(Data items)
= Beginning of Section =
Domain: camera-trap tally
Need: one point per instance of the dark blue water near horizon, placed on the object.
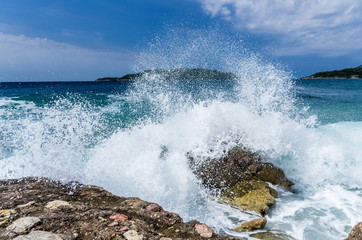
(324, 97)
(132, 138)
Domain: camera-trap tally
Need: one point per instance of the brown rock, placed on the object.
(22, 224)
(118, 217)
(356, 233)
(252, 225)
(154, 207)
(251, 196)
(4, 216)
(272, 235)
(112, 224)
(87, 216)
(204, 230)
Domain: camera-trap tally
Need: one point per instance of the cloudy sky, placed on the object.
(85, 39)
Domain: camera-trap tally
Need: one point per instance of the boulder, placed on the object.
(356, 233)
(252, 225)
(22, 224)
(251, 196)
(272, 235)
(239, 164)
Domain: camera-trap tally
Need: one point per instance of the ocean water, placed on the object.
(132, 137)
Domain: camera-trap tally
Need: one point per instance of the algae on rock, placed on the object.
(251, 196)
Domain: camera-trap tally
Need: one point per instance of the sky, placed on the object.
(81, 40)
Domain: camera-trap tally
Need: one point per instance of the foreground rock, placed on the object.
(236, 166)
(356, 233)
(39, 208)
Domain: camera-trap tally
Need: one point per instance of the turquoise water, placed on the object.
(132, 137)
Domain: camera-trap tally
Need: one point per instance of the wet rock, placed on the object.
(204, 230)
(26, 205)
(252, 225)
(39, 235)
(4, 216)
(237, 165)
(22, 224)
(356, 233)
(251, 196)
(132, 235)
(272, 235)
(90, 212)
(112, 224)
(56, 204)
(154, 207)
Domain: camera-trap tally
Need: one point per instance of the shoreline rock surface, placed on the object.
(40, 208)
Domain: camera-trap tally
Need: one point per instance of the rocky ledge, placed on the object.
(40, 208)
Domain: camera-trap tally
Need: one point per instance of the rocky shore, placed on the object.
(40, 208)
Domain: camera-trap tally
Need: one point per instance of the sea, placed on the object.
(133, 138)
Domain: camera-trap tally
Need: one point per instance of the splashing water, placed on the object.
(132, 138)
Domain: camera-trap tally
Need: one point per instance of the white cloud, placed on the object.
= End of Section =
- What this task involves
Without the pictures, reproduce the entries exactly.

- Written solution
Domain: camera-trap tally
Need: one point per instance of the dark blue water near horizon, placed on the object.
(324, 97)
(132, 138)
Domain: camera-trap tally
Need: one point per instance of the brown rock, placed on the object.
(22, 224)
(118, 217)
(356, 233)
(252, 225)
(154, 207)
(251, 196)
(4, 216)
(272, 235)
(112, 224)
(87, 216)
(204, 230)
Domain: camera-trap tally
Need: one point per instance of the cloudy sky, placed on the object.
(85, 39)
Domain: camera-trap tally
Need: one point per instance of the boulder, placed on the object.
(356, 233)
(252, 225)
(22, 224)
(251, 196)
(272, 235)
(239, 164)
Domain: camera-trap tally
Need: one point per instance of the ocean water, placed on the object.
(132, 137)
Domain: camera-trap tally
Need: one point per instance of the algae on rock, placed on the object.
(251, 196)
Domain: camera-trap tally
Need: one point per instance of the sky, placed on the object.
(81, 40)
Domain: camera-trap tally
Need: one point per instance of the foreground rock, placed on the object.
(236, 166)
(356, 233)
(39, 208)
Domain: camera-trap tally
Need: one point per instance of the turquoise water, placed on the object.
(132, 137)
Domain: camera-trap tally
Need: one point per instance of the wet rock, placed on the object.
(204, 230)
(26, 205)
(252, 225)
(39, 235)
(4, 216)
(237, 165)
(22, 224)
(356, 233)
(251, 196)
(132, 235)
(272, 235)
(90, 212)
(112, 224)
(56, 204)
(154, 207)
Domain: camera-trap tally
Need: one point per instance of the shoreline rock surface, placed on the object.
(40, 208)
Domain: camera-trap tally
Need: one point per instance of the rocky ledge, placed on the object.
(40, 208)
Domain: camera-trap tally
Need: one point per instance of the rocky shore, placed on the object.
(40, 208)
Domain: camera-trap tally
Need: one point per instance of the sea, placed on the object.
(133, 138)
Domain: camera-trap tally
Need: one point per instance of the splashing water, placed on the object.
(132, 138)
Domain: camera-trap tally
Need: one point per instance of the white cloud, placed on the object.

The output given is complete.